What you need to do: Could you lay out the listing below as a two-column CSV with the columns input and output, one row per input-and-answer pair, covering the whole listing? Put each field in quotes and turn its line breaks into spaces.

Data for processing:
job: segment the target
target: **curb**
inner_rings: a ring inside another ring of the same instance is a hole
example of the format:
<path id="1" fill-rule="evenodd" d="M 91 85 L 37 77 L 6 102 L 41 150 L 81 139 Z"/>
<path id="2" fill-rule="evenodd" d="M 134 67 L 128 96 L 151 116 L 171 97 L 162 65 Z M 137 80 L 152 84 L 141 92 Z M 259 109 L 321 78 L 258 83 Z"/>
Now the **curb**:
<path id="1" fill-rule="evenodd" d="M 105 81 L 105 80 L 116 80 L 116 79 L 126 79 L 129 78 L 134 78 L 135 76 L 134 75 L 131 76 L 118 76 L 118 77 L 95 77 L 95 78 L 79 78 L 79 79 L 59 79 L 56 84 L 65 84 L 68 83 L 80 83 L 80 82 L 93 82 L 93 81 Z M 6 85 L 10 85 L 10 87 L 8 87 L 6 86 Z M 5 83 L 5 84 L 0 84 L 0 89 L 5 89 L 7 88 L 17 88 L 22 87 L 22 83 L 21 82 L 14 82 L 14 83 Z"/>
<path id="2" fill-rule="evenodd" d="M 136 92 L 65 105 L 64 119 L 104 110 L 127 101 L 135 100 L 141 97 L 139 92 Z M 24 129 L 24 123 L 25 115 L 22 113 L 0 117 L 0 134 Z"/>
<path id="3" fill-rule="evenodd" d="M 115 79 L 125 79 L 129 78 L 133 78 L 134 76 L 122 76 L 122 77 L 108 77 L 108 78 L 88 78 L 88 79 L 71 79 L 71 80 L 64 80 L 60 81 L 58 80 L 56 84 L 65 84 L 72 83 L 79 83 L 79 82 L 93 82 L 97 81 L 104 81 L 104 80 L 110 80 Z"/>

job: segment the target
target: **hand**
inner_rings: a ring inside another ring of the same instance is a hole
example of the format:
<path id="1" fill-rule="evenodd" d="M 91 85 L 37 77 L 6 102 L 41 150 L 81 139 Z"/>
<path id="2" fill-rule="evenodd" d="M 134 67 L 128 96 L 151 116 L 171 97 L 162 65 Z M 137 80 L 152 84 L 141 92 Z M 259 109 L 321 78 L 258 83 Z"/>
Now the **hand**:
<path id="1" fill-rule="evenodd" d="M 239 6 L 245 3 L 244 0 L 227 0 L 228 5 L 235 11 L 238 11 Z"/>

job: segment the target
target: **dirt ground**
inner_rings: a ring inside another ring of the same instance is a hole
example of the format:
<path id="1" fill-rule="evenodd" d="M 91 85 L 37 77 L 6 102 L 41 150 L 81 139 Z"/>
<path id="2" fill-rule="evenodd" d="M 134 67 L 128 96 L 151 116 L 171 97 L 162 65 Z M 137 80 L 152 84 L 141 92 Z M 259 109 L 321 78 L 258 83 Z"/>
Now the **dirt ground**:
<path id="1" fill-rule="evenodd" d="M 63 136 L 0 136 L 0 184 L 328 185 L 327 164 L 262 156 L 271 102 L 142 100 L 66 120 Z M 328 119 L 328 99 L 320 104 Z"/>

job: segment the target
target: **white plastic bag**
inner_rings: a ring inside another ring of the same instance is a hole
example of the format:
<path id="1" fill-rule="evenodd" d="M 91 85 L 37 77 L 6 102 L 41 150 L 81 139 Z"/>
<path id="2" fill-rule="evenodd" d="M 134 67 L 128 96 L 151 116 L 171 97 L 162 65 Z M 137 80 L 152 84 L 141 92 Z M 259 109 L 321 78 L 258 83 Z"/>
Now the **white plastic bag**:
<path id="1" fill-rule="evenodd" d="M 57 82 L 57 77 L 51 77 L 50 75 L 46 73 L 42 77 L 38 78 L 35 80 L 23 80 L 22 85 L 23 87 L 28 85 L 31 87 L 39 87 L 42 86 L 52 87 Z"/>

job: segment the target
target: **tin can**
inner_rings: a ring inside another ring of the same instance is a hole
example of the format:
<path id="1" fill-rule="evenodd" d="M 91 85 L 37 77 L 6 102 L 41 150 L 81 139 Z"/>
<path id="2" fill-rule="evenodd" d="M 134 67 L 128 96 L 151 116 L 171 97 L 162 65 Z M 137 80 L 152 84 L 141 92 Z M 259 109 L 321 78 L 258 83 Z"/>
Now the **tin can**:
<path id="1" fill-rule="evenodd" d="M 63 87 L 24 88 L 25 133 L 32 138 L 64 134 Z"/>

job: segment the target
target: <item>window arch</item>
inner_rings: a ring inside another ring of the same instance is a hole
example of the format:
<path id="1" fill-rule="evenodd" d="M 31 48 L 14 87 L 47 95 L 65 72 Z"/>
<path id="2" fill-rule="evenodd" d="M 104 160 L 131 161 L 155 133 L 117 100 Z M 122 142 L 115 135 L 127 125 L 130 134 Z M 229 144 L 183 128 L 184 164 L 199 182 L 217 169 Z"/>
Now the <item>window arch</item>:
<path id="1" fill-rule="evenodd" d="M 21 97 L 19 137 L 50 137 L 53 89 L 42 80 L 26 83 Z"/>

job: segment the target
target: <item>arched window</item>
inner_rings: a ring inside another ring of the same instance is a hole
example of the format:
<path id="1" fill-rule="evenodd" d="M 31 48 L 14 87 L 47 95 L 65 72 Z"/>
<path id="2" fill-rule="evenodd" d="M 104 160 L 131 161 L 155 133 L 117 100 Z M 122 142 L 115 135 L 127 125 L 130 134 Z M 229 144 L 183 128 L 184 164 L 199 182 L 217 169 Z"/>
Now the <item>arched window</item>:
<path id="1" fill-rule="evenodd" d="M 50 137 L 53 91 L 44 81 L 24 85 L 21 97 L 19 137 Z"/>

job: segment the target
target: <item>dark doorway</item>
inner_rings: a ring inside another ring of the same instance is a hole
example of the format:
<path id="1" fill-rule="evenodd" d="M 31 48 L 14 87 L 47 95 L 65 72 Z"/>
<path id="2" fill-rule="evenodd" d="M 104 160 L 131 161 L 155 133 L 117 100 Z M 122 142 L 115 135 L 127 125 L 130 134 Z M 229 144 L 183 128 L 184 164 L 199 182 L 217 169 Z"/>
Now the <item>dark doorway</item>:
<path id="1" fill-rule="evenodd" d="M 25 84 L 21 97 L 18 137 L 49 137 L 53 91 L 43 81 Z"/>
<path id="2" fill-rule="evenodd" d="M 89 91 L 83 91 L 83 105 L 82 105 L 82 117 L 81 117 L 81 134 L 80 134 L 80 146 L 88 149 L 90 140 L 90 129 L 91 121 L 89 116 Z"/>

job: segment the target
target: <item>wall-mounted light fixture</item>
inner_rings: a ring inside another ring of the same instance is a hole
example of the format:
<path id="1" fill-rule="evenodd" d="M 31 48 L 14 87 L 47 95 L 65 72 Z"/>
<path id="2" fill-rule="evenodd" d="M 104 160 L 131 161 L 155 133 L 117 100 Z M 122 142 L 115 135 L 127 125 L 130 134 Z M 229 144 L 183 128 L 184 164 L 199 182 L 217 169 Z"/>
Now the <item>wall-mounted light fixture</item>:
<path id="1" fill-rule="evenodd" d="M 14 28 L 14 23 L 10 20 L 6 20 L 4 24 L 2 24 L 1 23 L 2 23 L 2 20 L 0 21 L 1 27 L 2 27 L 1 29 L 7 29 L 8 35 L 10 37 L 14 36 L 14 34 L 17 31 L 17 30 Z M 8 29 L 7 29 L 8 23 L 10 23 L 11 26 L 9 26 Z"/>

Result for this exercise:
input,output
"job: segment the target target: **curb** inner_rings: a ring inside another ring of the same instance is a hole example of the format: <path id=""1"" fill-rule=""evenodd"" d=""M 91 85 L 37 77 L 6 102 L 41 150 L 81 139 Z""/> <path id=""2"" fill-rule=""evenodd"" d=""M 134 67 L 128 96 L 151 116 L 171 97 L 162 65 Z M 137 80 L 152 84 L 141 92 Z M 259 109 L 321 78 L 258 83 Z""/> Now the **curb**:","<path id=""1"" fill-rule=""evenodd"" d=""M 105 81 L 105 80 L 116 80 L 116 79 L 126 79 L 129 78 L 134 78 L 135 76 L 134 75 L 131 76 L 118 76 L 118 77 L 95 77 L 95 78 L 79 78 L 79 79 L 59 79 L 56 84 L 65 84 L 68 83 L 80 83 L 80 82 L 93 82 L 93 81 Z M 6 85 L 10 85 L 10 87 L 8 87 L 6 86 Z M 5 83 L 5 84 L 0 84 L 0 89 L 5 89 L 7 88 L 17 88 L 22 87 L 22 83 L 21 82 L 14 82 L 14 83 Z""/> <path id=""2"" fill-rule=""evenodd"" d=""M 136 92 L 65 105 L 64 119 L 104 110 L 127 101 L 135 100 L 141 97 L 139 92 Z M 24 129 L 24 123 L 25 115 L 22 113 L 0 117 L 0 134 Z""/> <path id=""3"" fill-rule=""evenodd"" d=""M 115 79 L 125 79 L 129 78 L 133 78 L 134 76 L 122 76 L 122 77 L 108 77 L 108 78 L 88 78 L 88 79 L 71 79 L 71 80 L 64 80 L 60 81 L 58 80 L 56 84 L 65 84 L 72 83 L 79 83 L 79 82 L 93 82 L 97 81 L 104 81 L 104 80 L 110 80 Z""/>"
"job: segment the target target: **hand** inner_rings: a ring inside another ring of the same instance is a hole example of the format: <path id=""1"" fill-rule=""evenodd"" d=""M 91 85 L 37 77 L 6 102 L 41 150 L 81 139 Z""/> <path id=""2"" fill-rule=""evenodd"" d=""M 134 67 L 128 96 L 151 116 L 171 97 L 162 65 Z M 137 80 L 152 84 L 141 92 Z M 259 109 L 321 78 L 258 83 Z""/> Now the **hand**:","<path id=""1"" fill-rule=""evenodd"" d=""M 239 6 L 245 3 L 244 0 L 227 0 L 228 5 L 235 11 L 238 11 Z""/>"
"job: segment the target target: **dirt ground** inner_rings: a ring inside another ring of the same instance is a hole example of the format: <path id=""1"" fill-rule=""evenodd"" d=""M 91 85 L 37 77 L 6 102 L 41 150 L 81 139 Z""/> <path id=""2"" fill-rule=""evenodd"" d=""M 134 67 L 128 96 L 151 116 L 171 97 L 162 65 Z M 137 80 L 152 84 L 141 92 Z M 259 109 L 321 78 L 258 83 Z""/> Now the **dirt ground**:","<path id=""1"" fill-rule=""evenodd"" d=""M 63 136 L 0 136 L 0 184 L 328 185 L 327 164 L 262 156 L 271 102 L 142 100 L 66 120 Z M 328 119 L 328 99 L 320 104 Z""/>"
"job: segment the target target: **white plastic bag** inner_rings: a ring inside another ring of the same instance is a hole example of the format: <path id=""1"" fill-rule=""evenodd"" d=""M 91 85 L 37 77 L 6 102 L 41 150 L 81 139 Z""/> <path id=""2"" fill-rule=""evenodd"" d=""M 134 67 L 128 96 L 151 116 L 171 97 L 162 65 Z M 137 80 L 152 84 L 141 92 Z M 259 109 L 321 78 L 258 83 Z""/> Now the **white plastic bag**:","<path id=""1"" fill-rule=""evenodd"" d=""M 57 82 L 57 77 L 51 77 L 50 75 L 46 73 L 42 77 L 38 78 L 35 80 L 23 80 L 22 85 L 23 87 L 28 85 L 31 87 L 39 87 L 42 86 L 52 87 Z""/>"
"job: segment the target target: **tin can** inner_rings: a ring inside another ring of the same instance is a hole example of the format: <path id=""1"" fill-rule=""evenodd"" d=""M 91 85 L 37 77 L 6 102 L 41 150 L 81 139 Z""/> <path id=""2"" fill-rule=""evenodd"" d=""M 134 67 L 128 96 L 151 116 L 171 97 L 162 65 Z M 137 80 L 152 84 L 141 92 Z M 259 109 L 321 78 L 258 83 Z""/> Now the **tin can**:","<path id=""1"" fill-rule=""evenodd"" d=""M 63 87 L 24 88 L 25 133 L 32 138 L 64 134 Z""/>"
"job: segment the target target: <item>window arch</item> inner_rings: a ring inside another ring of the same instance is a hole example of the format: <path id=""1"" fill-rule=""evenodd"" d=""M 31 48 L 14 87 L 47 95 L 65 72 Z""/> <path id=""2"" fill-rule=""evenodd"" d=""M 104 160 L 131 161 L 155 133 L 117 100 Z M 122 142 L 115 135 L 127 125 L 130 134 Z M 229 144 L 183 128 L 184 164 L 199 182 L 217 169 Z""/> Now the <item>window arch</item>:","<path id=""1"" fill-rule=""evenodd"" d=""M 21 97 L 19 137 L 50 137 L 53 89 L 42 80 L 26 83 Z""/>"
"job: segment the target target: <item>arched window</item> inner_rings: a ring inside another ring of the same instance is a hole example of the format: <path id=""1"" fill-rule=""evenodd"" d=""M 31 48 L 14 87 L 47 95 L 65 72 Z""/> <path id=""2"" fill-rule=""evenodd"" d=""M 104 160 L 131 161 L 155 133 L 117 100 Z M 122 142 L 115 135 L 127 125 L 130 134 Z M 229 144 L 183 128 L 184 164 L 199 182 L 217 169 Z""/> Now the <item>arched window</item>:","<path id=""1"" fill-rule=""evenodd"" d=""M 50 137 L 53 91 L 44 81 L 24 85 L 21 97 L 19 137 Z""/>"
"job: segment the target target: <item>dark doorway</item> inner_rings: a ring inside another ring of the same instance is a hole example of the format: <path id=""1"" fill-rule=""evenodd"" d=""M 31 48 L 14 87 L 47 95 L 65 72 Z""/> <path id=""2"" fill-rule=""evenodd"" d=""M 104 160 L 131 161 L 155 133 L 117 100 Z M 122 142 L 115 135 L 127 125 L 130 134 Z M 229 144 L 183 128 L 184 164 L 199 182 L 217 169 Z""/> Now the <item>dark doorway</item>:","<path id=""1"" fill-rule=""evenodd"" d=""M 25 84 L 21 97 L 18 137 L 49 137 L 53 91 L 43 81 Z""/> <path id=""2"" fill-rule=""evenodd"" d=""M 89 91 L 83 91 L 83 105 L 82 105 L 82 117 L 81 117 L 81 134 L 80 134 L 80 146 L 88 149 L 90 140 L 90 129 L 91 121 L 89 116 Z""/>"
"job: segment the target target: <item>wall-mounted light fixture</item> inner_rings: a ring inside another ring of the same instance is a hole example of the format: <path id=""1"" fill-rule=""evenodd"" d=""M 31 48 L 14 87 L 47 95 L 65 72 Z""/> <path id=""2"" fill-rule=""evenodd"" d=""M 104 160 L 131 161 L 155 133 L 117 100 Z M 122 142 L 115 135 L 127 125 L 130 134 Z M 229 144 L 183 128 L 184 164 L 199 182 L 217 169 Z""/> Now the <item>wall-mounted light fixture</item>:","<path id=""1"" fill-rule=""evenodd"" d=""M 14 28 L 14 23 L 10 20 L 6 20 L 4 24 L 2 24 L 1 23 L 2 23 L 2 20 L 0 21 L 1 27 L 2 27 L 1 29 L 7 29 L 8 35 L 10 37 L 14 36 L 14 34 L 17 31 L 17 30 Z M 8 29 L 7 29 L 8 23 L 10 23 L 11 26 L 9 26 Z""/>"